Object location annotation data

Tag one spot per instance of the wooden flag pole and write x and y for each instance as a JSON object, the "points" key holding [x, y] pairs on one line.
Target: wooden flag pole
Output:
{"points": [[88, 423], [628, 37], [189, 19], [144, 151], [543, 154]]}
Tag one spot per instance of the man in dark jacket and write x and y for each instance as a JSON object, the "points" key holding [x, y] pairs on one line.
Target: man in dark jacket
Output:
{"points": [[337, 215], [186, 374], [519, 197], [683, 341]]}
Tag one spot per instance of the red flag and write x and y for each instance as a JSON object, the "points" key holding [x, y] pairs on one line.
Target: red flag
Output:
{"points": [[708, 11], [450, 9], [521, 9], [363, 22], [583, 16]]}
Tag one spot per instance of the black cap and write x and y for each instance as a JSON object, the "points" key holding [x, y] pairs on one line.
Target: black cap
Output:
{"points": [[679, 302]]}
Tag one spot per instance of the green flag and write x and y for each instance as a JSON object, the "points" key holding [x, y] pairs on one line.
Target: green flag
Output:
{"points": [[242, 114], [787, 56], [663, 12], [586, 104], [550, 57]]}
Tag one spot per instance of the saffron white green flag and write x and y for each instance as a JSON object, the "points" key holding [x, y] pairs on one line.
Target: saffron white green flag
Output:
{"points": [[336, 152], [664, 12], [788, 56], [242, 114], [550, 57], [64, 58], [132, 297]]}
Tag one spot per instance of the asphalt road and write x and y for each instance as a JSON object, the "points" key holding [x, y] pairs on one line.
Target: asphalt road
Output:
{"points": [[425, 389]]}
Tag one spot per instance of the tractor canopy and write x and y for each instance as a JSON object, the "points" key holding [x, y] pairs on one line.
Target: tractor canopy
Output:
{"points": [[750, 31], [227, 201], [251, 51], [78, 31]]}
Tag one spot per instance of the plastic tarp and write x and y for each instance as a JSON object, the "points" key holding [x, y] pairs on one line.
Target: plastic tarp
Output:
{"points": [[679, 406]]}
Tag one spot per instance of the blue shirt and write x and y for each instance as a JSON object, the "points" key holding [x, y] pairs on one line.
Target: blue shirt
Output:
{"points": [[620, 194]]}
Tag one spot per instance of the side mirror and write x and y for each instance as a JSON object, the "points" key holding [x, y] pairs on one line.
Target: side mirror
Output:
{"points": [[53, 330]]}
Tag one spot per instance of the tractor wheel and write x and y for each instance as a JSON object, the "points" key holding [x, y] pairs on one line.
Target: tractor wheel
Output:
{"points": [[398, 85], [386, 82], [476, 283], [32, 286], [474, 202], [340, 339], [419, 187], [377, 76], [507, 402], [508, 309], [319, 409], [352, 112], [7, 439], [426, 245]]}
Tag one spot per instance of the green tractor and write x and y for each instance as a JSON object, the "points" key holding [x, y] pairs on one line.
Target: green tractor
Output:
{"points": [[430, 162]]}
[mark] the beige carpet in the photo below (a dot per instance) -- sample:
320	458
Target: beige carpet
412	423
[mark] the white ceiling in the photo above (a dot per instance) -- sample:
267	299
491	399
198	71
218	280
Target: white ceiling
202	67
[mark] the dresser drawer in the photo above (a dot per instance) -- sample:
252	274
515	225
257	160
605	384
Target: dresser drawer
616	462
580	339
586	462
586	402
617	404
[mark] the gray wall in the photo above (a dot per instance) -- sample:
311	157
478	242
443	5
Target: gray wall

* **TASK STATEMENT**: Please set down the whole listing above without altering a single line.

* **ANSWER TO THE PROBLEM**:
Tag one spot per instance of the wooden flag pole and write x and y for each instance as a JSON object, the "points" key holding [x, y] pairs on one line.
Target: wooden flag pole
Output:
{"points": [[88, 423], [628, 37], [189, 19], [144, 151], [543, 154]]}
Tag one spot per instance of the man in dark jacket and write x and y for each instance as a JSON object, the "points" key holding [x, y] pairs on one line.
Target: man in dark jacket
Output:
{"points": [[337, 215], [186, 374], [519, 197], [683, 341]]}
Tag one spot per instance of the red flag and write x and y for each instance as a JSON object, the "points" key holding [x, y] pairs on one line.
Target: red flag
Output:
{"points": [[708, 11], [450, 9], [521, 9], [363, 22], [583, 16]]}
Tag one spot per instance of the black cap and write x and y for each instance as a JSON object, the "points" key holding [x, y] pairs on one line.
Target: black cap
Output:
{"points": [[679, 302]]}
Tag one spot per instance of the green flag and write x and y for each instance as a JSON object, the "points" key holding [x, y] pairs on one line.
Target: green flag
Output:
{"points": [[242, 114], [787, 56], [663, 12], [586, 104], [550, 57]]}
Tag one spot per instance of the saffron white green flag and write x and y for each instance as a JSON object, the "points" key holding [x, y] pairs on one line.
Target: saffron white green flag
Output:
{"points": [[336, 152], [664, 12], [788, 56], [242, 114], [550, 57], [64, 58], [132, 297]]}
Tag one spot per instance of the asphalt road and write x and y for each instance as a JSON object, the "points" key holding [x, y] pairs on one line.
Target: asphalt road
Output:
{"points": [[425, 389]]}
Tag one spot per instance of the tractor canopy and write x and y for each instance as a JSON object, the "points" key holding [x, y] pairs on one line.
Target: tractor canopy
Output:
{"points": [[750, 31], [227, 201], [251, 51], [78, 31]]}
Tag one spot per instance of the plastic tarp and write x and y for each instance as a JSON object, the "points" key holding [x, y] pairs on one line.
Target: plastic tarp
Output:
{"points": [[679, 406]]}
Tag one spot per instance of the blue shirt and write x and y for each instance as a JSON object, the "points" key holding [x, y] pairs on one line.
Target: blue shirt
Output:
{"points": [[620, 194]]}
Tag one spot per instance of the side mirror and write x and y for each instance as a JSON object, the "points" key holding [x, y] pairs on one line.
Target: side mirror
Output:
{"points": [[53, 330]]}
Tag one spot per instance of the tractor wheel and write x and y for each instance as a JSON object, the "points" key holding [x, y] pairs on one line.
Target: tractor wheel
Output:
{"points": [[398, 85], [386, 82], [476, 283], [32, 286], [474, 202], [340, 339], [419, 187], [377, 76], [507, 402], [508, 309], [319, 409], [352, 112], [7, 439], [426, 245]]}
Tag one spot per instance of the green tractor and write x and y for each instance as a JSON object, the "points" key holding [x, y] pairs on one line.
Target: green tractor
Output:
{"points": [[430, 162]]}
[mark] the beige carpet in the photo below (a dot per instance) -- sample:
320	458
Target: beige carpet
412	423
[mark] the white ceiling in the photo above (a dot per instance) -- sample:
267	299
491	399
198	71
218	280
Target: white ceiling
202	67
[mark] the dresser drawer in the photo above (a dot per instance) -- sample:
252	274
515	225
257	160
605	384
Target: dresser drawer
616	462
580	339
586	462
586	402
617	404
[mark] the gray wall in the photo above (a dot per instance) -- sample:
311	157
478	242
443	5
Target: gray wall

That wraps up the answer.